::: GIVEN RECORDS
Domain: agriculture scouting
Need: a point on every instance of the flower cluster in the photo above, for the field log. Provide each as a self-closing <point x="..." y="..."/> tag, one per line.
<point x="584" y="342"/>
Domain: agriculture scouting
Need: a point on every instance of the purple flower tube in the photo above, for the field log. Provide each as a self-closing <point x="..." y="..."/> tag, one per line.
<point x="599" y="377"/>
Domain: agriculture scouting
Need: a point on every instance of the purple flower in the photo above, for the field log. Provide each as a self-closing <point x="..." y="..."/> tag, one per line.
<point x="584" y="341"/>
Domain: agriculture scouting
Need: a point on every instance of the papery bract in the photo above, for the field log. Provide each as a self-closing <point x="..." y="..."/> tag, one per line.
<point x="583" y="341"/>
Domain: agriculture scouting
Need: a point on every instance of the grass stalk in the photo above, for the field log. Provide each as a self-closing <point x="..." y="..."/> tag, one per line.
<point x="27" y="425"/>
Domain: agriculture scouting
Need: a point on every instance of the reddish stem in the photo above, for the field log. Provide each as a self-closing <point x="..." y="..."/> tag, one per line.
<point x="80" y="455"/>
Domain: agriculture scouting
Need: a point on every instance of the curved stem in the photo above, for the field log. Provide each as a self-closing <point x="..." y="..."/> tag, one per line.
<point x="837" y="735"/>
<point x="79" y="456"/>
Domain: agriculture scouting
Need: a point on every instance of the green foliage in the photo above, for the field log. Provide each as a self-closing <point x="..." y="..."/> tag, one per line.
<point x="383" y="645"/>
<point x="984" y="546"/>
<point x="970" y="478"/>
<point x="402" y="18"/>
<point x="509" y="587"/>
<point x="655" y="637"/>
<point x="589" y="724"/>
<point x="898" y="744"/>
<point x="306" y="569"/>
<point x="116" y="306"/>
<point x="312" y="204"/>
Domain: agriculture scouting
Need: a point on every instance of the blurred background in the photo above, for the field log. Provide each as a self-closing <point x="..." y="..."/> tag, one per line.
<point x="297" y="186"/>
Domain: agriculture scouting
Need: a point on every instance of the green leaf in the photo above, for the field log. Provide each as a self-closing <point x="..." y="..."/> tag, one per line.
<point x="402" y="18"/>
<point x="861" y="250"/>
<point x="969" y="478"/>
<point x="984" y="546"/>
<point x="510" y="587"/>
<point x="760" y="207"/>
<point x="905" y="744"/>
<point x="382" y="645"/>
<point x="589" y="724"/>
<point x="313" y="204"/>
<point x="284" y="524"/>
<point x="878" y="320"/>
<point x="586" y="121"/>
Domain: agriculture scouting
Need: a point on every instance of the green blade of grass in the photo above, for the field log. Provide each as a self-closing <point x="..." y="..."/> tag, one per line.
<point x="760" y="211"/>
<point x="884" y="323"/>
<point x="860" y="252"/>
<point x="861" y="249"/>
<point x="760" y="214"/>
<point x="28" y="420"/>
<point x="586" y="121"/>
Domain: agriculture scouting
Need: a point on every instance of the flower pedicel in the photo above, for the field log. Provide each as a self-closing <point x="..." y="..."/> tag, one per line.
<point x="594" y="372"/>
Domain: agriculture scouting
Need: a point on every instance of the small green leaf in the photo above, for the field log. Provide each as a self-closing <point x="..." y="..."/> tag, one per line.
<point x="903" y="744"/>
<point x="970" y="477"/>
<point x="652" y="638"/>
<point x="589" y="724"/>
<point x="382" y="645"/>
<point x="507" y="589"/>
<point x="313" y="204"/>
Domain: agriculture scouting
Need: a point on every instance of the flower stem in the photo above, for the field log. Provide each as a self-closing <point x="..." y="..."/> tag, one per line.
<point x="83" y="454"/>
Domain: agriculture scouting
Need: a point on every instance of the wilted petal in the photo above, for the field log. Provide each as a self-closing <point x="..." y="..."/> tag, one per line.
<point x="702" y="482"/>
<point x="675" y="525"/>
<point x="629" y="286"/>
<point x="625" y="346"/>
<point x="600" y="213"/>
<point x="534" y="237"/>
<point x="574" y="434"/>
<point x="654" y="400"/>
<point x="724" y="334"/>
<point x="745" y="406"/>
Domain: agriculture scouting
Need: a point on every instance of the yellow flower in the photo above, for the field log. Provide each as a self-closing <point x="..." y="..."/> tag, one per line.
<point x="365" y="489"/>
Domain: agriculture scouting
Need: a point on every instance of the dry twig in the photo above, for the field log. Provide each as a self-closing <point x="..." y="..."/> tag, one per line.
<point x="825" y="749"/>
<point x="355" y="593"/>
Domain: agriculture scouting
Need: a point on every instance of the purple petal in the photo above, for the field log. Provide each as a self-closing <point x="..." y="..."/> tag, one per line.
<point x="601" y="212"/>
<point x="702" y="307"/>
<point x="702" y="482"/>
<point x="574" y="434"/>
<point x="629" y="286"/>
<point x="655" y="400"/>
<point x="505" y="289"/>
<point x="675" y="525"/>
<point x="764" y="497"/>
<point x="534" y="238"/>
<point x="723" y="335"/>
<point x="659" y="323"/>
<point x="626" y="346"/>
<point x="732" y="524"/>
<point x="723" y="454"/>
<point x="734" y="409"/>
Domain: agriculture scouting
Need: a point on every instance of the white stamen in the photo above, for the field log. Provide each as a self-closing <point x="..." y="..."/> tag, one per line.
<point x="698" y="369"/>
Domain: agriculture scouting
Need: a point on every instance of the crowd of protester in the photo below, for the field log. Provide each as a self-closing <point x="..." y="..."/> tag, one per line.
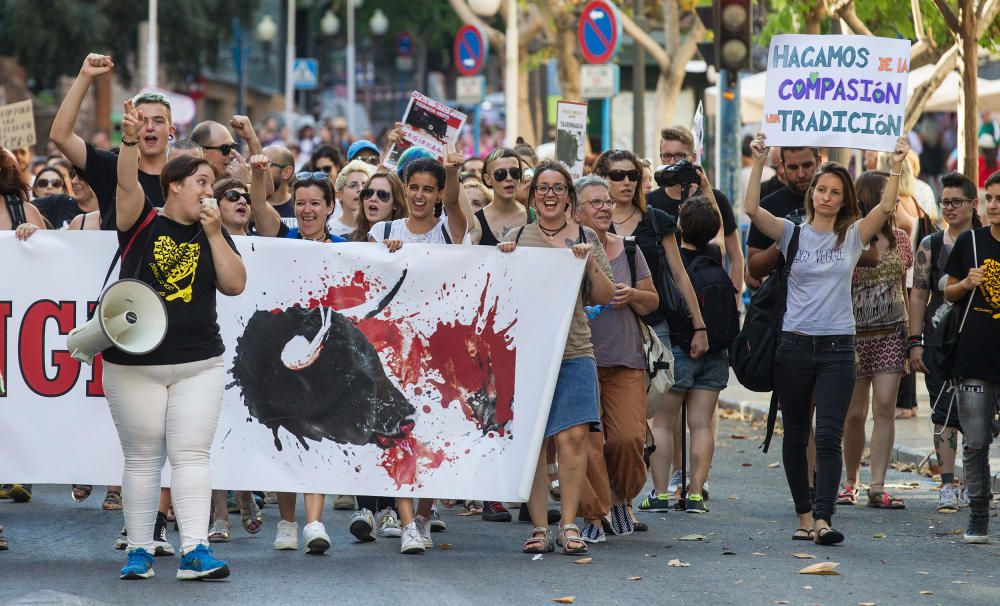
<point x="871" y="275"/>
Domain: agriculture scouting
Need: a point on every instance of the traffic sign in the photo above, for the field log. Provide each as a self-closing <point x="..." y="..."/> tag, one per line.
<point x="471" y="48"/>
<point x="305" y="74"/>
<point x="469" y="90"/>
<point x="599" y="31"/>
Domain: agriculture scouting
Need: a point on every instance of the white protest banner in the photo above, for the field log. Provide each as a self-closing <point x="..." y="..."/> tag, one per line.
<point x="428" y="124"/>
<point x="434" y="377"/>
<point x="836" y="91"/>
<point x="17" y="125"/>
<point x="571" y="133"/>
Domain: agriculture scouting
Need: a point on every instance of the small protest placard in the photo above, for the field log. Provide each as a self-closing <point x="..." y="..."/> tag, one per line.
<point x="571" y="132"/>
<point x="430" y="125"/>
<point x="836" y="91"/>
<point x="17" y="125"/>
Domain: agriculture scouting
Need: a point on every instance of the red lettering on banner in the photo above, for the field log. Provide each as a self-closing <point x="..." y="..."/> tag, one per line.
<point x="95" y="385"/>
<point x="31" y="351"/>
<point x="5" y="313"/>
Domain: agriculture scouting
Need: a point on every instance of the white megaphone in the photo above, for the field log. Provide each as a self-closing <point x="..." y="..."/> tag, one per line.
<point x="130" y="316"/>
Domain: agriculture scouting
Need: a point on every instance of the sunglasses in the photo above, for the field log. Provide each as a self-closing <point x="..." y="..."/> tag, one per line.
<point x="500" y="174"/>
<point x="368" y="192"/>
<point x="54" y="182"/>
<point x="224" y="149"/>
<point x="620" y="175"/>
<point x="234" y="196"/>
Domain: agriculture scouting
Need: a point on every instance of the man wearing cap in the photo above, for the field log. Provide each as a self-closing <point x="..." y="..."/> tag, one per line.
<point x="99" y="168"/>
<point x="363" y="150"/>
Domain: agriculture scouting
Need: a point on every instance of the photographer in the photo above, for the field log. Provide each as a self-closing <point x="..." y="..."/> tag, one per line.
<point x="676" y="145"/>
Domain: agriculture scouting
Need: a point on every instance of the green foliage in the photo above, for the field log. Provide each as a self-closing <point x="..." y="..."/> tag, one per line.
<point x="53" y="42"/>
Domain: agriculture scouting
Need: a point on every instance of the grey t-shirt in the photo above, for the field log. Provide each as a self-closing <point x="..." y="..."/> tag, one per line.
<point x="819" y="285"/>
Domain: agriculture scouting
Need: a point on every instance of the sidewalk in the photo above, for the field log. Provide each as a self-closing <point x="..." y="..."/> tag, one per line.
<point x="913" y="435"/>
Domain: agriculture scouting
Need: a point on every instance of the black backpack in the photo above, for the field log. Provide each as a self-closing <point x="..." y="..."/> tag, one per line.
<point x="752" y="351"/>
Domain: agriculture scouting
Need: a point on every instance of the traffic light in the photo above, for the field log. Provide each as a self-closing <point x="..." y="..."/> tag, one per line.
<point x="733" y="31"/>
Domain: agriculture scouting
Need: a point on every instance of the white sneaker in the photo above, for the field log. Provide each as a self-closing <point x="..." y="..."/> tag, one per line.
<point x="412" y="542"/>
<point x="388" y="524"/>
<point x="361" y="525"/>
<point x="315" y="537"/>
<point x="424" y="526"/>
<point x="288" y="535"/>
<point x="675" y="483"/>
::::::
::: GIVEN RECORDS
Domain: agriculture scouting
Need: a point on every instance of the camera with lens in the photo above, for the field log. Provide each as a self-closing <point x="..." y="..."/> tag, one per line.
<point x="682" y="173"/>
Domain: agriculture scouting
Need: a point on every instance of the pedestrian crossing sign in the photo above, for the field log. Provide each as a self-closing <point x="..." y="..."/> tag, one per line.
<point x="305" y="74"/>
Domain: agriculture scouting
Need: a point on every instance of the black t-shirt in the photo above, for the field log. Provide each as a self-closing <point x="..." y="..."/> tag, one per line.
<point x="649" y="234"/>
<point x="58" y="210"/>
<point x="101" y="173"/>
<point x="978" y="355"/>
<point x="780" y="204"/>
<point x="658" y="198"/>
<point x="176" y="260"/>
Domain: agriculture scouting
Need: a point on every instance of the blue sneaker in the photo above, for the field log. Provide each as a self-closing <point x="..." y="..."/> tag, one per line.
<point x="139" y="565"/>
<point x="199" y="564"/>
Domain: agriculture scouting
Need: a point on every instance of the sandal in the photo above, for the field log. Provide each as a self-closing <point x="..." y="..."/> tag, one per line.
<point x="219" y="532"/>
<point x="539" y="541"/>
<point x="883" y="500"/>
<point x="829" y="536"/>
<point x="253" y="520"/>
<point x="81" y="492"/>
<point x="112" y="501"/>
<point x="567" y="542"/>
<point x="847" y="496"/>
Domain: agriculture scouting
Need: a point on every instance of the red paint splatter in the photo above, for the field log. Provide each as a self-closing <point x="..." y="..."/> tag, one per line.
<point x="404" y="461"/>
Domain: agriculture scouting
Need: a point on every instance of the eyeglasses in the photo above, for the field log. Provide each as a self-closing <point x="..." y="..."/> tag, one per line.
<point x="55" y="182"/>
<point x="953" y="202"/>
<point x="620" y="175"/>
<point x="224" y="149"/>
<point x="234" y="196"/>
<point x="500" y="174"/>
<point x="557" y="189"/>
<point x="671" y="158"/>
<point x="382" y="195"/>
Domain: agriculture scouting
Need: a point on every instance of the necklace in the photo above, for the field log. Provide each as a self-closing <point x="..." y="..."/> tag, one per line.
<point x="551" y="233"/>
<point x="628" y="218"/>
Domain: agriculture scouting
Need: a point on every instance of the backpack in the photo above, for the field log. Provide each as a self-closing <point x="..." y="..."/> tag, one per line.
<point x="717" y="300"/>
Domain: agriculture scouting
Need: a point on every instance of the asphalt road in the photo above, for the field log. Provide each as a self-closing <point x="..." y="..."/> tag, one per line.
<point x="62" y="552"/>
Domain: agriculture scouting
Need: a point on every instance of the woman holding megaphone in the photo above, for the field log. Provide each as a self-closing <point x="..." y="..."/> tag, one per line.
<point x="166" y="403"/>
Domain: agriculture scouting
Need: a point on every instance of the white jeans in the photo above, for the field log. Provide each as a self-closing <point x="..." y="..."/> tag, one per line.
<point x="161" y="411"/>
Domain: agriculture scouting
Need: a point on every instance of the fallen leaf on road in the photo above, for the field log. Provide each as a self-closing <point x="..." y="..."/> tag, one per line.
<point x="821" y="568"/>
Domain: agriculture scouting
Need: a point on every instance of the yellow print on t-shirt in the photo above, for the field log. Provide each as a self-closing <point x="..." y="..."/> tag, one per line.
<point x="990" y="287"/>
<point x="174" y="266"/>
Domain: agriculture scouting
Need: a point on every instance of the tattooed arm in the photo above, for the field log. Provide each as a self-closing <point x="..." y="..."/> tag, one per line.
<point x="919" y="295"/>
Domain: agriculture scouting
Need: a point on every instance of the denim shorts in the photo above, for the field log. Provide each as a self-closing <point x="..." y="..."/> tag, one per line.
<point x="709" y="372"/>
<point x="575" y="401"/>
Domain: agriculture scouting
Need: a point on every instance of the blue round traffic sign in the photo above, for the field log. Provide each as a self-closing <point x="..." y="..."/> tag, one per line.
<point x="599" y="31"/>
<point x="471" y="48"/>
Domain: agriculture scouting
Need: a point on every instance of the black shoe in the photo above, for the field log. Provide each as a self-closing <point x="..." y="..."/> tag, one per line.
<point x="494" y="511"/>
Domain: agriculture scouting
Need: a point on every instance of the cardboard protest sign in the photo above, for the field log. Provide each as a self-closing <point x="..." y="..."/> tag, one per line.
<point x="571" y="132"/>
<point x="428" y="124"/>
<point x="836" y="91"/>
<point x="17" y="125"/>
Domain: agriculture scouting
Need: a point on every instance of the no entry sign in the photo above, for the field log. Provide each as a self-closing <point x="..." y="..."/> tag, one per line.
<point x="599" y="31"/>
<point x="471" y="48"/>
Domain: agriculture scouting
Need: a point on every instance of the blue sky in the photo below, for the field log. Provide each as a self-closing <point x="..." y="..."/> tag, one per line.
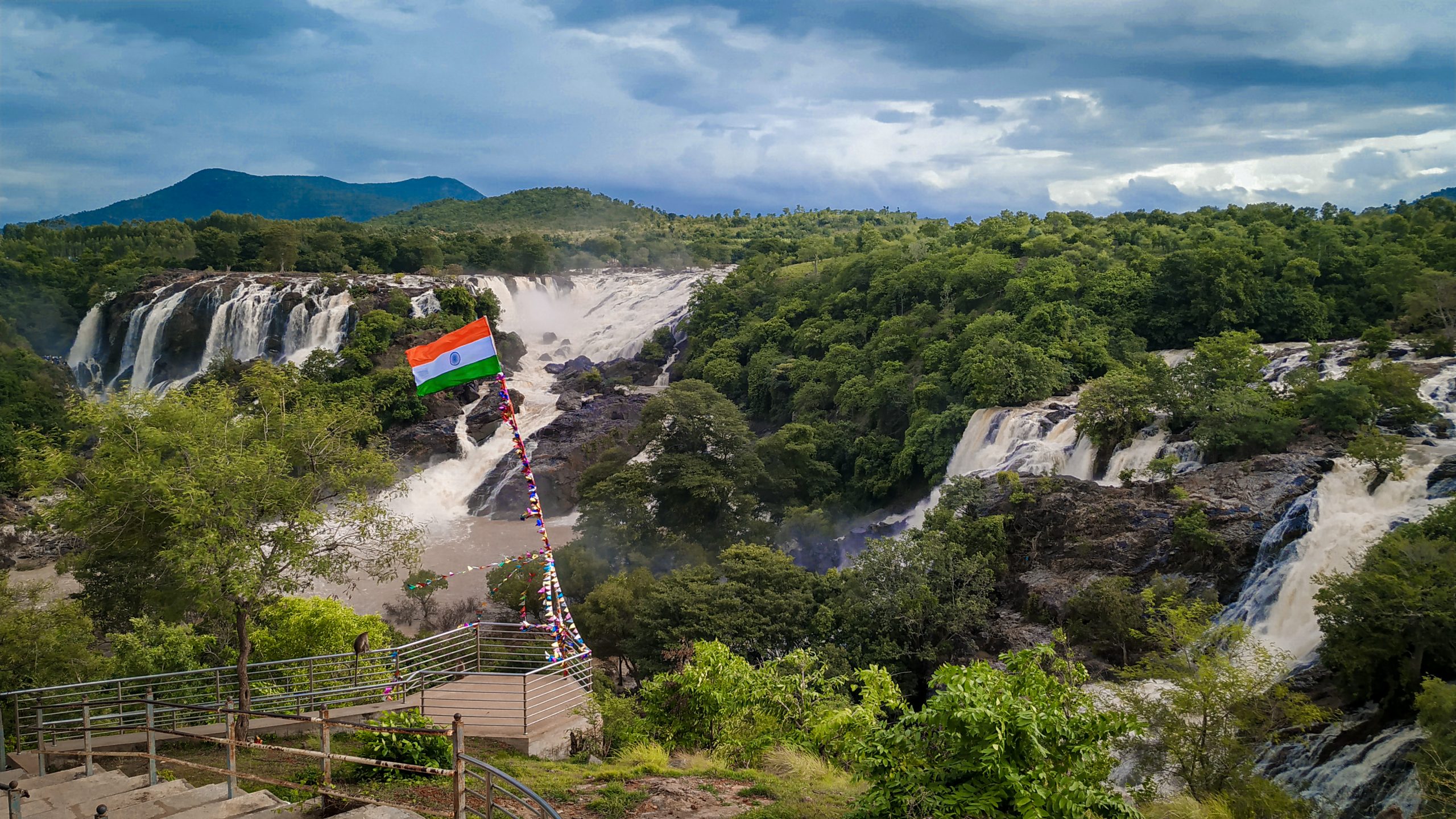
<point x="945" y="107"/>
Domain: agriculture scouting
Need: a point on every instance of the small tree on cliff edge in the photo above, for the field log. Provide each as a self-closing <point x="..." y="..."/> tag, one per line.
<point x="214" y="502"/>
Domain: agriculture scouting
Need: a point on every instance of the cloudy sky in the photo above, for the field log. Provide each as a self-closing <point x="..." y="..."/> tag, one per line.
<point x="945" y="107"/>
::::::
::: GIVEN RECORDS
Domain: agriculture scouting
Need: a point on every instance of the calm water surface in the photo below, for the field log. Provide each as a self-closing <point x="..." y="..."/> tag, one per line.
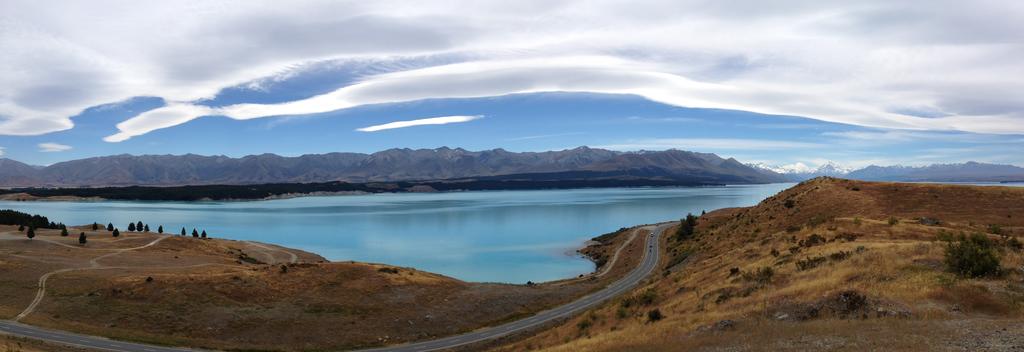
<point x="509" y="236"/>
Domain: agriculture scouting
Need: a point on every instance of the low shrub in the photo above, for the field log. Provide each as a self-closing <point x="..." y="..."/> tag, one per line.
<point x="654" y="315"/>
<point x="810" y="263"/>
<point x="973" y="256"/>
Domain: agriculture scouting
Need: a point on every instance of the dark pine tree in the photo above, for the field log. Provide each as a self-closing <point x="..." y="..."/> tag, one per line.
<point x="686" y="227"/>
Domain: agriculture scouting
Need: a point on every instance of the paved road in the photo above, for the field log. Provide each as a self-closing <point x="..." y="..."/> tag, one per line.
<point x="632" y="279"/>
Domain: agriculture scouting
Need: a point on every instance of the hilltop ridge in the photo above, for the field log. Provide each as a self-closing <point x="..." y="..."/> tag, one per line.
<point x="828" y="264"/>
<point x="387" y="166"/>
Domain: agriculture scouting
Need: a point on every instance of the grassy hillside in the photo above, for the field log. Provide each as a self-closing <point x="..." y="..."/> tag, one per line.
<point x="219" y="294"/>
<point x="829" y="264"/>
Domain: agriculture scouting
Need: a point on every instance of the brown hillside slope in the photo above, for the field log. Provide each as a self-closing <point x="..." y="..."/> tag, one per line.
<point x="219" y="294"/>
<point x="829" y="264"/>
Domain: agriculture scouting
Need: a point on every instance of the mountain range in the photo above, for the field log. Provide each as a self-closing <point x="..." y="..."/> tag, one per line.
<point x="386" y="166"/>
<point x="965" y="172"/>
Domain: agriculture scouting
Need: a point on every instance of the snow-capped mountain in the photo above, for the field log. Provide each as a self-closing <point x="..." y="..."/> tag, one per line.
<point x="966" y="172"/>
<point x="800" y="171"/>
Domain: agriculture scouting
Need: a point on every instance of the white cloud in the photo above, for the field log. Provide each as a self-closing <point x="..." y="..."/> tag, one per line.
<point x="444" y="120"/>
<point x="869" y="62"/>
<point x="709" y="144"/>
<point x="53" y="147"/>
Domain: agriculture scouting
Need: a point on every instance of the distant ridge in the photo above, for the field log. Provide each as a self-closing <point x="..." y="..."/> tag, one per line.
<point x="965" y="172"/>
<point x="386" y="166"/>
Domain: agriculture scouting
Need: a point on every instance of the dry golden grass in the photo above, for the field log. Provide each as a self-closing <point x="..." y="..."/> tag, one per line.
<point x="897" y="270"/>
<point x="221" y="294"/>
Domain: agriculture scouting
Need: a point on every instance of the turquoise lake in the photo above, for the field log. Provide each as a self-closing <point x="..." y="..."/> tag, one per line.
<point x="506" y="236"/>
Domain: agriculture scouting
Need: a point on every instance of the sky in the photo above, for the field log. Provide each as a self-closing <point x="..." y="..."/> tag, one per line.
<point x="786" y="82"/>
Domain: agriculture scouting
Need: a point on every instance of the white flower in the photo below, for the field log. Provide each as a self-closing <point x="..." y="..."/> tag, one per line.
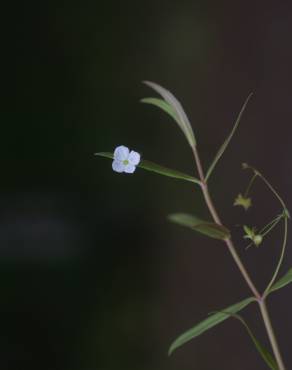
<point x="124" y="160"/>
::::::
■ **TASK INSTRUCTIONS**: Please pull out every line in the items above that contains the word "banner", with uppercase and lowercase treated as different.

■ **PROBLEM SOLUTION**:
Need: a point on every instance of the white protest banner in the photo above, for the field log. Provide each as a self-closing <point x="..." y="..."/> tag, one per line.
Need: a point on every instance of the red lettering on banner in the photo above, for the field log. Provide each as a self-closing <point x="..." y="..."/> tag, one per line.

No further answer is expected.